## Textauszug
━━━━

Keine der Studentinnen hatte jemals einen persönlichen
Kontakt mit Straßenkindern, und normalerweise meiden sie
die Gegenden, in die sie das Projekt jetzt führt. Dort
begegnen sie einer unbekannten, sie irritierenden, verunsichernden
und ängstigenden neuen Welt.
Was sie erleben und erfahren, erleben und erfahren sie
beispielhaft für alle zukünftigen Studenten, die sich
während der Ausbildung in der Normal einmal mit Straßenkpädagogik
beschäftigen sollen.
Deshalb ist es von persönlichem wie von allgemeinem Interesse,
dass sie ihre Erfahrungen und Erlebnisse aufschreiben.
Jede Studentin führt ein Projekttagebuch. Darin dokumentieren
sie den eigenen Weg des Lernens und der Selbstveränderung:
Rosa Arias und Alejandra Castano schreiben:
"Wenn irgendwo das Thema Straßenkinder angesprochen wird,
ist es üblich, schnell darüber hinweg zu gehen, wegzuhören.
Schließlich fühlt sich jeder irgendwo schuldig für diese
harte, ungerechte Wirklichkeit." "Wenn ich zum Patio (im
Stadtzentrum) komme, muss ich erstmal meine Angst überwinden.
Es ist nicht leicht, mit den Kindern in Kontakt zu treten.
Spiele helfen uns dabei: mit Wasser gefüllte Luftballons,
Bälle, Bastelarbeiten. Je häufiger wir miteinander spielen,
um so näher kommen wir uns. So lernen wir etwas vom Leben
der Kinder kennen, etwas von ihrer Persönlichkeit, ihren
Vorlieben, ihren Freunden und auch von ihren Feinden."
"Wenn wir die Angst erst einmal überwunden haben, gelingt
es, auf dem eingeschlagenen Weg voranzukommen, wir kommen
uns näher; und das ist wichtig für sie, aber auch für
uns."
Luisa Fernanda Ríos: "Als wir zum zweitenmal hinkamen,
freuten sich die Kinder. Wir machten ein Kennenlern-Spiel,
bei dem man sich die Namen aller Anwesenden merken und
aufsagen mußte. Bei den weiteren Spielen gingen die älteren
Kinder - die über Vierzehnjährigen - auf die Seite und
machten nicht mit. Einige waren zu ängstlich, die anderen
dachten, das seien Spiele für Kleinkinder, nicht für sie.

━━━━

## Bereitgestelltes Material
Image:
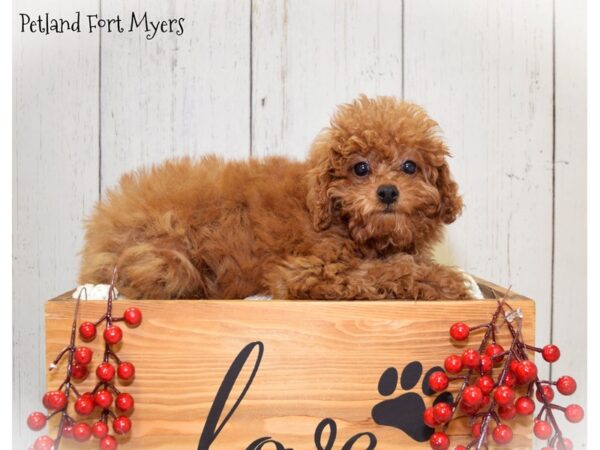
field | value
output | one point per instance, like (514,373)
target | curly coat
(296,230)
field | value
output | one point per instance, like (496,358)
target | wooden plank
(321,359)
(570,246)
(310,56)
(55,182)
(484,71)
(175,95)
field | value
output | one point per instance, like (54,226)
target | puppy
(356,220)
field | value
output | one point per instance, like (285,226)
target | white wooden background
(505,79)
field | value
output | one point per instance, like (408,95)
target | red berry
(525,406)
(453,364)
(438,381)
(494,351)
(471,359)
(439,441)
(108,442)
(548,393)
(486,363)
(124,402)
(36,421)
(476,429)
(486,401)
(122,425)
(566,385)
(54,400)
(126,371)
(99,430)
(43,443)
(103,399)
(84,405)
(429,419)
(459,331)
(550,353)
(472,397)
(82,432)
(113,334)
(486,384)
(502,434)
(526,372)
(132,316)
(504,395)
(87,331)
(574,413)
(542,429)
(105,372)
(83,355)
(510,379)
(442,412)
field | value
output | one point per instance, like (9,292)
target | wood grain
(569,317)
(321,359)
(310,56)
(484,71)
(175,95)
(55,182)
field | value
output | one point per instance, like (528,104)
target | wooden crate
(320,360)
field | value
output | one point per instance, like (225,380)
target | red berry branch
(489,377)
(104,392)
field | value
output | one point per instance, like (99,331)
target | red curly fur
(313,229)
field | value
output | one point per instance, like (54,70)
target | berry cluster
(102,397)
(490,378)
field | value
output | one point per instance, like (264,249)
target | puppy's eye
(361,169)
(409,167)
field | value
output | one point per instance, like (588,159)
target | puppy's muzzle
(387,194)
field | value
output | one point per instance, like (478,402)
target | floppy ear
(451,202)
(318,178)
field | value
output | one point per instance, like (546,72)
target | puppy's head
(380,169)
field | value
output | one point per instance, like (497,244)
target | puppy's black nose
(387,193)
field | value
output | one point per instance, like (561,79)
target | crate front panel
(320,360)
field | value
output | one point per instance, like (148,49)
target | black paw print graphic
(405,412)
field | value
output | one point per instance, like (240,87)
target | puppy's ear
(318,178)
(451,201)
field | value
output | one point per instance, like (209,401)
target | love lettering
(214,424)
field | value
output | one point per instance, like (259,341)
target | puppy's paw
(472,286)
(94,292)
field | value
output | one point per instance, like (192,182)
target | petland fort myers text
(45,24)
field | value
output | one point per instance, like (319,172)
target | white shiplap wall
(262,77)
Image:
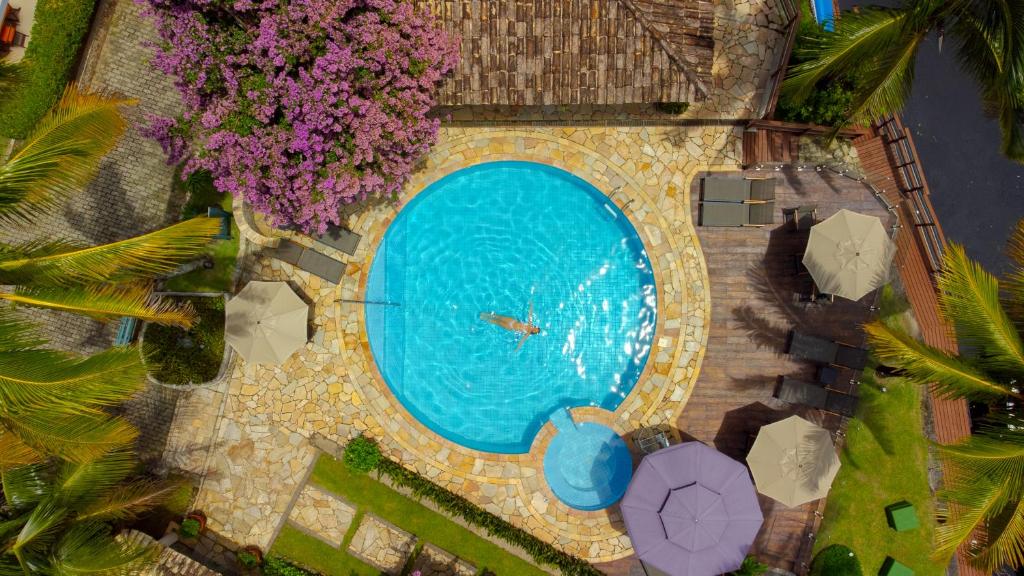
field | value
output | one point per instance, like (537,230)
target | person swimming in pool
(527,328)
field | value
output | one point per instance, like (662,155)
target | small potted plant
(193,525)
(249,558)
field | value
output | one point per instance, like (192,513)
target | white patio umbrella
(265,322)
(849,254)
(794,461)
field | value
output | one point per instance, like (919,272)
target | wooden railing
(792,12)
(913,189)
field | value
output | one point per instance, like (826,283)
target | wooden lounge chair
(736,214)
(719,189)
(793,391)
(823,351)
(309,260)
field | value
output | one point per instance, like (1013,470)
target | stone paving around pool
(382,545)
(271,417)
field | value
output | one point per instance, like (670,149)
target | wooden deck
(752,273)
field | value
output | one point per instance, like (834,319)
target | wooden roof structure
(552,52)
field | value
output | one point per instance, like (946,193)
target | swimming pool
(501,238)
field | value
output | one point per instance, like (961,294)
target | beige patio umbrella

━━━━

## Aufgabenstellung
A. Suchen Sie alle Zeilen heraus, welche die Zeichenfolge "patio" enthalten, und geben Sie diese unverändert wieder; dabei ist die Groß- und Kleinschreibung zu beachten.
B. Führen Sie den Text über das Straßenkinder-Projekt der Studentinnen im Anschluss an seinen letzten Satz fort.
Der Text und die Zeilen stehen in keinem inhaltlichen Zusammenhang.

## Ergebnisse je Aufgabe
A.
target | white patio umbrella
target | beige patio umbrella

B.
Manche hatten einfach keine Lust zum Spielen. Das machte
die Sache etwas schwierig; sie fingen an und ließen es
gleich wieder bleiben, je nach Lust und Laune. Die Verabschiedung
war etwas schwer für mich. Viele von ihnen kamen herbei,
umarmten mich, gaben mir Küsse; einer übertrieb es etwas,
er wollte mich einfach nicht mehr loslassen." "Bei unserem
dritten Kontakt waren die Kinder schon viel zutraulicher;
sie spielten jetzt lieber mit und hatten offensichtlich
mehr Freude dabei. Ein Kind hat mich besonders angezogen,
es heisst Arley - ein zarter Junge, den man sofort sympathisch
findet und der sehr leicht Kontakt mit einem aufnimmt.
Er ist überhaupt nicht ängstlich, und er nimmt auch keine
Drogen. Er schließt sich sofort demjenigen an, der freundlich
und zärtlich mit ihm ist."
Sor Sara: "Auf die Straße gehen und Kontakt
mit den Kindern aufnehmen - das ist immer wieder ein Abenteuer,
das mir nicht selten etwas Angst macht. Da begibt man
sich auf einen Weg, der schwierig ist und auf dem es nur
langsam vorangeht. Bei der ersten Begegnung waren die
Kinder sehr zurückhaltend, wenig spontan; sie beobachteten
uns aus der Ferne, fuhren mit dem fort, was sie gerade
taten, ließen uns dabei aber nicht aus den Augen. Dann
aber sind wir uns langsam näher gekommen, jedes neue Mal
sind sie aufgeschlossener, freundlicher. Sie wollen, dass
man ihnen zuhört, wollen ihre Lebensgeschichte erzählen,
von ihren Ängsten und Plänen berichten. Die meisten sagen,
sie seien von zu Hause ausgerissen, weil sie geschlagen
worden sind.
Wenn man sieht, wie sie schlafen, zusammengerollt wie
Embryos - das drückt unbewußt aus, was ihnen fehlt und
was sie brauchen: Sie suchen ein Nest, eine Schulter,
an die sie sich lehnen, einen Schoß, in den hinein sie
sich bergen können. Aber die wenigsten wollen zurück zu
ihrer Familie.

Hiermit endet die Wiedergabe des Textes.